* WHAT IS BEING ASKED
Extract every line of the listing below, keeping each one identical to the original.

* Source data

● ● ● ● ●

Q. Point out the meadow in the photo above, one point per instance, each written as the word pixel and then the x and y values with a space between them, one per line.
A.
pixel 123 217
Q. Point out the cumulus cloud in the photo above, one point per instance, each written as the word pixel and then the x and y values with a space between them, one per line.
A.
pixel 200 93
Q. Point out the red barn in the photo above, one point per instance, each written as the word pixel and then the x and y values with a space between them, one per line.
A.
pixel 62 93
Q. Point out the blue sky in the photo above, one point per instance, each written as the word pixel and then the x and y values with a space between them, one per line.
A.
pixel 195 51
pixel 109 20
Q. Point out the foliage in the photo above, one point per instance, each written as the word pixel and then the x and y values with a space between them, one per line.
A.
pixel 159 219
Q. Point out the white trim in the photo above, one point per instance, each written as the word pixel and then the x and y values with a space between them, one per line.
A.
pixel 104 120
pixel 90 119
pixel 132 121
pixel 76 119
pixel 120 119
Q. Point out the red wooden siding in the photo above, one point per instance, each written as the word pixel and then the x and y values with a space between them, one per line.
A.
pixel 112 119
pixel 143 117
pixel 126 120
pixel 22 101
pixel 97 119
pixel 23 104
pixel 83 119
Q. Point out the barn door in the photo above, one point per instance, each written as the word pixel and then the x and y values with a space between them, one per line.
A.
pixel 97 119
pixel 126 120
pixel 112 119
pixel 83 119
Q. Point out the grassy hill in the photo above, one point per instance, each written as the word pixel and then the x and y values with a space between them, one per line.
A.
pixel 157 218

● ● ● ● ●

* EXERCISE RESULT
Q. Point out the meadow in the photo above, one point per instance, each written as the word pixel and then the x and y values with a space between them, one per line.
A.
pixel 123 217
Q. Point out the cumulus cloud in the photo above, one point per instance, each written as the word pixel and then the x and y values with a space between them, one per line.
A.
pixel 200 93
Q. Point out the red barn in the photo above, one point per instance, each written as the word pixel and then the x and y values with a space between them, one per line.
A.
pixel 62 93
Q. Point out the blue sky in the photo above, one point per instance, each written as the word pixel and then the x and y values with a space between them, one per line.
A.
pixel 195 51
pixel 109 20
Q. Point out the foliage in the photo above, one point per instance, each written as the word pixel and then the x and y values with a space between them, one per line.
A.
pixel 159 219
Q. Point out the white trim in the photo above, one point per instance, each written as the word pixel and then the x and y values with a space between them, one per line.
A.
pixel 104 120
pixel 90 119
pixel 132 121
pixel 76 119
pixel 120 119
Q. Point out the red wooden siding in the photo above, one point per instance, each written as the word pixel and then the x and y values with a space between them, one per line.
A.
pixel 112 119
pixel 143 117
pixel 126 120
pixel 22 101
pixel 97 119
pixel 23 104
pixel 83 119
Q. Point out the barn door in the photo above, one point per instance, each written as the word pixel and then the x and y values with a space between them, one per line.
A.
pixel 97 119
pixel 126 120
pixel 112 119
pixel 83 119
Q. Point out the grassy hill in the photo above, one point per instance, each written as the word pixel and then the x and y values with a space between them, one per line.
A.
pixel 157 218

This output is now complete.